■ EXERCISE BRIEF
Output the entire listing that follows verbatim.

■ SOURCE MATERIAL
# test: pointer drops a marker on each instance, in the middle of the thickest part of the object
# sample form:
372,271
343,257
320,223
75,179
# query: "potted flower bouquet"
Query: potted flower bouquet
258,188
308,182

■ WRITTEN ANSWER
# test: pointer drops a marker on each instance, in the middle of the thickest part of the object
# sample form:
372,271
343,257
320,223
75,179
# query: "potted flower bouquet"
Query: potted flower bouquet
258,188
308,182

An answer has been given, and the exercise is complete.